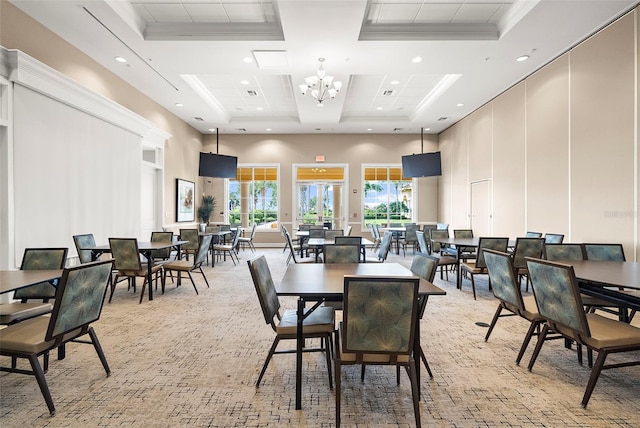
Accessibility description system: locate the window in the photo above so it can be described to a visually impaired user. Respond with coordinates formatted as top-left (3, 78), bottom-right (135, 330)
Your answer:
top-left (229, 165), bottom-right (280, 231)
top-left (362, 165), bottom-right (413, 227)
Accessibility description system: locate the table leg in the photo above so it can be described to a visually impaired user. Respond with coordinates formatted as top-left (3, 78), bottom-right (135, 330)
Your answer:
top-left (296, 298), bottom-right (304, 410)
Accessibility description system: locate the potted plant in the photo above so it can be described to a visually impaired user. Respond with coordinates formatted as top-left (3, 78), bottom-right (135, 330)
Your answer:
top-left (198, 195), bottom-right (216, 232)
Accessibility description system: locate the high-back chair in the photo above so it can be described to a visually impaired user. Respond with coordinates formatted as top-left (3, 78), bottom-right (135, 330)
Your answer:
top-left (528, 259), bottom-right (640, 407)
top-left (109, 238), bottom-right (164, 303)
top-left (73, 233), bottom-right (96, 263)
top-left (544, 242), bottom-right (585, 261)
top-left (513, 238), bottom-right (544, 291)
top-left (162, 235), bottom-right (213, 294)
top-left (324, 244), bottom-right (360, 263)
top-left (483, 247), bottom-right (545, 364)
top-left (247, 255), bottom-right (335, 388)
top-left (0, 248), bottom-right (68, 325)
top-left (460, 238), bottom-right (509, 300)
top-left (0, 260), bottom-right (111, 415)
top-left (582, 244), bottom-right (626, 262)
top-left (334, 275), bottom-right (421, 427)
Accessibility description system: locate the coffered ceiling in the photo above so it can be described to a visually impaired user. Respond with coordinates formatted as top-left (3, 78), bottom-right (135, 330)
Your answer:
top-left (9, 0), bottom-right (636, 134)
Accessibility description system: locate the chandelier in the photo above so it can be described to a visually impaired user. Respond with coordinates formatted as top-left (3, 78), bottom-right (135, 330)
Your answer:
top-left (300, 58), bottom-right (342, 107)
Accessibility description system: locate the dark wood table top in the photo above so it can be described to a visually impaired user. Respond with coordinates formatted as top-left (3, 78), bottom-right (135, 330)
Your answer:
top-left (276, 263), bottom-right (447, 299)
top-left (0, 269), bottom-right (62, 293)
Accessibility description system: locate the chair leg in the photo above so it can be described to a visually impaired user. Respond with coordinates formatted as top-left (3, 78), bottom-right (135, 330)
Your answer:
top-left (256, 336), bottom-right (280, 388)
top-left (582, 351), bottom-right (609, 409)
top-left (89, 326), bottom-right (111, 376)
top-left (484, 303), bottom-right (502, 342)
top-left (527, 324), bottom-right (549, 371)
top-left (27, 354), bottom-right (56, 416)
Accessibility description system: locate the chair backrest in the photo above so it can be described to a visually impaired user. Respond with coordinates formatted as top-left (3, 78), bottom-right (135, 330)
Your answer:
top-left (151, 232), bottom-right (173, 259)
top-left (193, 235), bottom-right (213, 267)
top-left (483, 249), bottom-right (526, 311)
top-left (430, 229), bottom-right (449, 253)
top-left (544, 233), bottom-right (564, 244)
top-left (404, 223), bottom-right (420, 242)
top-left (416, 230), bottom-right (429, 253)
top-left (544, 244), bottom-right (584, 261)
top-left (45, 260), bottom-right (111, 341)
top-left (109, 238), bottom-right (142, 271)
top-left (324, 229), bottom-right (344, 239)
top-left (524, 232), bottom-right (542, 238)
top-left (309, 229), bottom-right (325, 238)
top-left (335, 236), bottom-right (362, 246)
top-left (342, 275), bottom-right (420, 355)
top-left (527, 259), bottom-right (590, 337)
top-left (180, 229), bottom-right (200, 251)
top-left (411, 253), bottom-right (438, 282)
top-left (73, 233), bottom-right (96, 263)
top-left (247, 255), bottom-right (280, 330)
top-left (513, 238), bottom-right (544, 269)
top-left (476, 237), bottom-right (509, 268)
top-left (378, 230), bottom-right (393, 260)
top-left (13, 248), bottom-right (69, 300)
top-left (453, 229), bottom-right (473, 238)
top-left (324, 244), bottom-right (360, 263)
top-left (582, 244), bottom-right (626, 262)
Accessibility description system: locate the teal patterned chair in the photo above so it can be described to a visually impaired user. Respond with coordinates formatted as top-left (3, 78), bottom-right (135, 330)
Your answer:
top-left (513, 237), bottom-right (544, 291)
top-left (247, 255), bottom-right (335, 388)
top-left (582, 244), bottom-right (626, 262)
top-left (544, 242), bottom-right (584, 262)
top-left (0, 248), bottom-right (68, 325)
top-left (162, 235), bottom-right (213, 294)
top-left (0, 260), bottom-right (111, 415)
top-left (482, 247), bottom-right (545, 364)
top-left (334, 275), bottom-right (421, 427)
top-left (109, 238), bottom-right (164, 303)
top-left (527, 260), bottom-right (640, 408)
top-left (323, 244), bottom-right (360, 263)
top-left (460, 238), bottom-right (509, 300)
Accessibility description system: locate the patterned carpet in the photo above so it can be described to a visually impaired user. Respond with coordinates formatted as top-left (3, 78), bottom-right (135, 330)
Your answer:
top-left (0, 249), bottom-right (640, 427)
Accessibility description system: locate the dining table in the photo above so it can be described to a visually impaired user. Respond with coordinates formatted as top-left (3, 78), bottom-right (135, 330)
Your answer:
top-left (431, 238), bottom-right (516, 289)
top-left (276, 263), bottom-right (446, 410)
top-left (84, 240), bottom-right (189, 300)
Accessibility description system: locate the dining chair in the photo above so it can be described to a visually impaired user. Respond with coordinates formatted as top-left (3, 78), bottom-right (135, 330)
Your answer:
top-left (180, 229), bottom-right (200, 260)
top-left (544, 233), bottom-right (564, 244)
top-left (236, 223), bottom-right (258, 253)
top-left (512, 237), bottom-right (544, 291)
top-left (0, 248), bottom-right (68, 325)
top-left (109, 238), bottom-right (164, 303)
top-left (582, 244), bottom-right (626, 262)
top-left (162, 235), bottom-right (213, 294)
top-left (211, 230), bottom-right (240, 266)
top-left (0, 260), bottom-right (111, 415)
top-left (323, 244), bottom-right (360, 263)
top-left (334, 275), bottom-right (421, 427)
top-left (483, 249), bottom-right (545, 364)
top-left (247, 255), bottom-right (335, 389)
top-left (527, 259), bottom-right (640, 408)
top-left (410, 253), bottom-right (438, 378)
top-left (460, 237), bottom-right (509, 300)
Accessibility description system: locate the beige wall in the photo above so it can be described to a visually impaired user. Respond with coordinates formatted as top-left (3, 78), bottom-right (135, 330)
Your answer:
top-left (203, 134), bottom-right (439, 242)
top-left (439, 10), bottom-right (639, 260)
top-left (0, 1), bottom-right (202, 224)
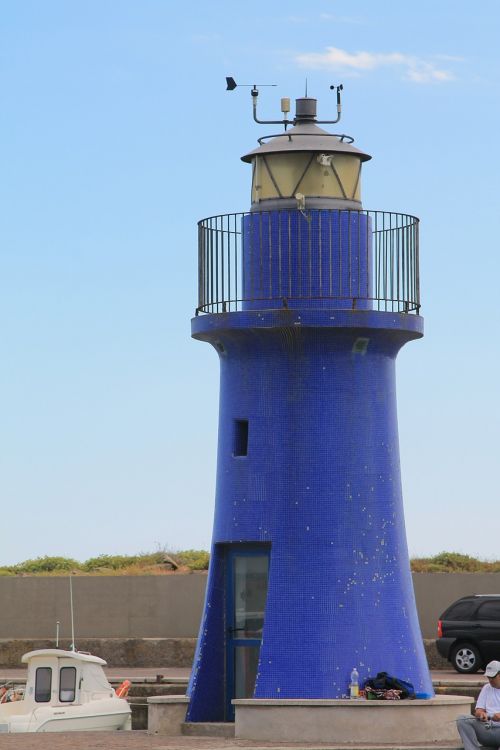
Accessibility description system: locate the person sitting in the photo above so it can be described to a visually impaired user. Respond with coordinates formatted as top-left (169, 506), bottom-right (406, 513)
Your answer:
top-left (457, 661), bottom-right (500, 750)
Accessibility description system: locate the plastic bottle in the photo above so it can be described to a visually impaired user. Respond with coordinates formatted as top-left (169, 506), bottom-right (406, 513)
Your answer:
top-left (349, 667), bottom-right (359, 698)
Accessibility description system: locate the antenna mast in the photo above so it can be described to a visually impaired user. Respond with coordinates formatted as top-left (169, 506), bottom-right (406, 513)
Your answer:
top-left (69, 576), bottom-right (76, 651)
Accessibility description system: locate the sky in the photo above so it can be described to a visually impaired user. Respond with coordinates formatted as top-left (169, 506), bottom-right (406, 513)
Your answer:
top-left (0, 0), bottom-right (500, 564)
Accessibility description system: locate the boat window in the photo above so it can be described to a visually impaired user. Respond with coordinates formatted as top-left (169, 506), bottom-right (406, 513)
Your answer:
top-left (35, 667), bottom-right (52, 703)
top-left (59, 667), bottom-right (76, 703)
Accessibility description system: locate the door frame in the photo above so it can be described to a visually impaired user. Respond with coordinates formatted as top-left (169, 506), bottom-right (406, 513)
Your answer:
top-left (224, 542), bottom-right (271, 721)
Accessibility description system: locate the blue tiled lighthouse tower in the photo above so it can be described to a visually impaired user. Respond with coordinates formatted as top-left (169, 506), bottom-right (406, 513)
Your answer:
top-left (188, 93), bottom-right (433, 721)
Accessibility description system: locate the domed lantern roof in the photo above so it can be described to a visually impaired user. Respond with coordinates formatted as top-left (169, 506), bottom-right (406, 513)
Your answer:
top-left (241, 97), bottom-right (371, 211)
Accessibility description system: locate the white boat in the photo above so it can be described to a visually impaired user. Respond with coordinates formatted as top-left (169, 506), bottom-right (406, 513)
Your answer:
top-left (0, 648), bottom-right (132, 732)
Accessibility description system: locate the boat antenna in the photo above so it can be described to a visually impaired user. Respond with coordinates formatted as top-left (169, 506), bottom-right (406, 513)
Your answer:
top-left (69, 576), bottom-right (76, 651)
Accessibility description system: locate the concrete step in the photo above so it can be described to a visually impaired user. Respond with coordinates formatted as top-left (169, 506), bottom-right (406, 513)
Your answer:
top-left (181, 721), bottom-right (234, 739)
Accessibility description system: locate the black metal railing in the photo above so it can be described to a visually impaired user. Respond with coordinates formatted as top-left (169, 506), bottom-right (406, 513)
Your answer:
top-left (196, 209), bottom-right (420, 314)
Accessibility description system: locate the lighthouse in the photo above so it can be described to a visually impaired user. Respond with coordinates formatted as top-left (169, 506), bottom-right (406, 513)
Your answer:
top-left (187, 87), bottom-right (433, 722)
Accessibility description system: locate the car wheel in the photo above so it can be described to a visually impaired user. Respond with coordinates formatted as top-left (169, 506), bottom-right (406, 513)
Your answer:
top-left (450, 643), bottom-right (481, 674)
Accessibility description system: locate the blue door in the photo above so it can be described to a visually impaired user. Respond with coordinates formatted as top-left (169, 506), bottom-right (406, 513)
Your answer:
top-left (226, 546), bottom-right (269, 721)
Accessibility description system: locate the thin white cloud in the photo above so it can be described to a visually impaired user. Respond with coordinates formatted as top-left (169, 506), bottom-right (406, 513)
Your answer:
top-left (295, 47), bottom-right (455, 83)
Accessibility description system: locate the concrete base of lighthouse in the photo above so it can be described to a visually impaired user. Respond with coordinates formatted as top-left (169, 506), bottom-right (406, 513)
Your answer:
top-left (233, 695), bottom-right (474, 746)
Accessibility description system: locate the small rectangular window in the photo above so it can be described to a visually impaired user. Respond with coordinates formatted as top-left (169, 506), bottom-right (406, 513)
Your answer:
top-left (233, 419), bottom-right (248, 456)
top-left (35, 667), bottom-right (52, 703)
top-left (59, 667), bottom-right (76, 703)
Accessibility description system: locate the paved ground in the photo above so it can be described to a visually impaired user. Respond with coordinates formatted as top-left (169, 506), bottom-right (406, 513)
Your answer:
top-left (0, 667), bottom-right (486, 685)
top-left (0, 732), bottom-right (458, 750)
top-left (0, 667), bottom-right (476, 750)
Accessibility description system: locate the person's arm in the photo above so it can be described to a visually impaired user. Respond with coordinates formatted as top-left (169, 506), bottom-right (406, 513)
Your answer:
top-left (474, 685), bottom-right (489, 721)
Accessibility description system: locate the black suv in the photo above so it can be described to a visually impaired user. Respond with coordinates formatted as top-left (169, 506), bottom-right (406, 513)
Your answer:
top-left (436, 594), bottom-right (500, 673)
* * *
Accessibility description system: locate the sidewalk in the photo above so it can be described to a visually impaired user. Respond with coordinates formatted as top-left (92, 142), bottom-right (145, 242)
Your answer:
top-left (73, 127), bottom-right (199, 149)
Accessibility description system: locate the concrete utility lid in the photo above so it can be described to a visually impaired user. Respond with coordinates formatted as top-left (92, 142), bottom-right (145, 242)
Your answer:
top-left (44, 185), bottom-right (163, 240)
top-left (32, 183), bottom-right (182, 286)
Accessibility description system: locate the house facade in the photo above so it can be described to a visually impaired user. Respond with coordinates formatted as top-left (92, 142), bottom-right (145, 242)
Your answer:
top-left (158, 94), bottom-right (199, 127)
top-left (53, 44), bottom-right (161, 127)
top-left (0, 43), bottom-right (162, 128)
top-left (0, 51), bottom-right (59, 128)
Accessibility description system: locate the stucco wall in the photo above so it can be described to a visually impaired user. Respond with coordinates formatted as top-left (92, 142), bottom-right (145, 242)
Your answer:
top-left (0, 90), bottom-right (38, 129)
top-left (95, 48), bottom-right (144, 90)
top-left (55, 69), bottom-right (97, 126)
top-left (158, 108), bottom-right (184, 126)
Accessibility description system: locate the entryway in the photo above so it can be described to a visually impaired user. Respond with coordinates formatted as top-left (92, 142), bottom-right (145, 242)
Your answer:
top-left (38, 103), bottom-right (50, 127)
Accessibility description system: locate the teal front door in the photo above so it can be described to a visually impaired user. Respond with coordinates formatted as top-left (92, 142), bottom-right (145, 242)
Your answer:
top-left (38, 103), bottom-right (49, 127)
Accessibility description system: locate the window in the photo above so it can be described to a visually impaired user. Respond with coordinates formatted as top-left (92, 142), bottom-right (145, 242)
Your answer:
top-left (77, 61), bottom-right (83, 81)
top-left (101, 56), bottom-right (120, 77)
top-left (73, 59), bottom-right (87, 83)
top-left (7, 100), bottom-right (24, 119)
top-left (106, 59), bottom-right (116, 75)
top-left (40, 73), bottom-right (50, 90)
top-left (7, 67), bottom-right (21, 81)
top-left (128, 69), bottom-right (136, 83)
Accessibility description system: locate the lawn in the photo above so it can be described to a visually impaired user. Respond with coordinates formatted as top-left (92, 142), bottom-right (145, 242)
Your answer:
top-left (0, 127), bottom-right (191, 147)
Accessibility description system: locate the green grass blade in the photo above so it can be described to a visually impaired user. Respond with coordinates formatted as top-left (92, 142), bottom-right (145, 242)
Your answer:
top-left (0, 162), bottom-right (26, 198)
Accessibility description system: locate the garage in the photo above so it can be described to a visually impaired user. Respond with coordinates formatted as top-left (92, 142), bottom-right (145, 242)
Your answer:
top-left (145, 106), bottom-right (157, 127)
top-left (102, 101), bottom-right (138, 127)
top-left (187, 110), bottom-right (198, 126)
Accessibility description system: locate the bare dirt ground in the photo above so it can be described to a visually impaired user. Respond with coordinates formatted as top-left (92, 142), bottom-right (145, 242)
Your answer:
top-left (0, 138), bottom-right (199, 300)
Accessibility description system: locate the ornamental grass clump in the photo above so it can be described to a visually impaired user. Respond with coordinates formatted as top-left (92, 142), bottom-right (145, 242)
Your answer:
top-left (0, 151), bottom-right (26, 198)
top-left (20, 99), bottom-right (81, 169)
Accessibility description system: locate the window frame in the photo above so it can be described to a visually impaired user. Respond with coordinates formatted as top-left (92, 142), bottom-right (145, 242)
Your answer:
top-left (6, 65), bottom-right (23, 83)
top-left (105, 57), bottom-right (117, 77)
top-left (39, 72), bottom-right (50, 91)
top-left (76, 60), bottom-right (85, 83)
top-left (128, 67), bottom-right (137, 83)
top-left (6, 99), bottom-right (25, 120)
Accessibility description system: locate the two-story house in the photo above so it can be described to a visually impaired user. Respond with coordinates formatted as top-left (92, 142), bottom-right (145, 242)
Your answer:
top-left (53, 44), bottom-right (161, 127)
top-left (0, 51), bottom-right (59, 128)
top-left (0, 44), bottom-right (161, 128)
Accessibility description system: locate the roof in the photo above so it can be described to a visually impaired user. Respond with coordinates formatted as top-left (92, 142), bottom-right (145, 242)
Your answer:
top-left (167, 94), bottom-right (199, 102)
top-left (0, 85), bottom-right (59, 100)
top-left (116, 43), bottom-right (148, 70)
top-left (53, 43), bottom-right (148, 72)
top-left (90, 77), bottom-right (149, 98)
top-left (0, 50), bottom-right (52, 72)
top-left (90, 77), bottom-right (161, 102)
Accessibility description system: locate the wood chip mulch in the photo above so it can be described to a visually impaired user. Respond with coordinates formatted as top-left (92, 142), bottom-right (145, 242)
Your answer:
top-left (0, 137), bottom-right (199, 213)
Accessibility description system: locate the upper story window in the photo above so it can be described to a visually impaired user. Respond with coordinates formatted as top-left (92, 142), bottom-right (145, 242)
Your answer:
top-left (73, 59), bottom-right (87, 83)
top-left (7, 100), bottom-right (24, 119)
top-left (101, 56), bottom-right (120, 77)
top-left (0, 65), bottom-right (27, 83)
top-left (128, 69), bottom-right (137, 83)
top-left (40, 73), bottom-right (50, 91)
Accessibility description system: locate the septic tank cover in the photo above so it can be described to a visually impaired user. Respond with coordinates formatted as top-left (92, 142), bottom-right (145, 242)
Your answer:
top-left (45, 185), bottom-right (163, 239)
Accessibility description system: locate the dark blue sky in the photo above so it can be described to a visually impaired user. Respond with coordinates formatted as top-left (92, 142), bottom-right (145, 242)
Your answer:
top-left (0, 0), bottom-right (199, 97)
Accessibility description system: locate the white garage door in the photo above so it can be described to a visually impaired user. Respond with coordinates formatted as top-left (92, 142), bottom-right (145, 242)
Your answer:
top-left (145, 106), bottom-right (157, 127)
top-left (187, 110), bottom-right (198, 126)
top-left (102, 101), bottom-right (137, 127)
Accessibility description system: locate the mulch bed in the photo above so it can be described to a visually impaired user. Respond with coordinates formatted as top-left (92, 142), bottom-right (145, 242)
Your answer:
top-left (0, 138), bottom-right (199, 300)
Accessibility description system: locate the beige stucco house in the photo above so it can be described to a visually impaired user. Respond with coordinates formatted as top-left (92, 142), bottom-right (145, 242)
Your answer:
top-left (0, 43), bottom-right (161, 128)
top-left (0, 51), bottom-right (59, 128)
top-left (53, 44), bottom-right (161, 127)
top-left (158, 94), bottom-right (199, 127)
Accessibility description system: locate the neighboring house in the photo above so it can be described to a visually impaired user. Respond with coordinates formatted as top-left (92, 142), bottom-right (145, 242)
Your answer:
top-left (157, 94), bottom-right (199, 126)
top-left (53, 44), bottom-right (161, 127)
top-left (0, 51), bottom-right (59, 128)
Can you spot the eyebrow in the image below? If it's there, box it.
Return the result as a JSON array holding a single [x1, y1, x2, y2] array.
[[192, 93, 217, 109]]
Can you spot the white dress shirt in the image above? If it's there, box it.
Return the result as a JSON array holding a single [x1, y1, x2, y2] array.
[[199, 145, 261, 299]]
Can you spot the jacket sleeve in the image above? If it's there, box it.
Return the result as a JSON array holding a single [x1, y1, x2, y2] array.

■ Brief ■
Rewrite the rows starting with the line that contains "Accessibility description system: locate the black suv" and going on through the line that contains "top-left (436, 594), bottom-right (500, 673)", with "black suv" replaced by "dark SUV" and everything else left unchanged.

■ Solution to this task ■
Accessibility description system: locate the dark SUV in the photo above so it can be described to a visually impaired user. Respond with coordinates formatted as top-left (169, 506), bottom-right (406, 513)
Your answer:
top-left (436, 594), bottom-right (500, 673)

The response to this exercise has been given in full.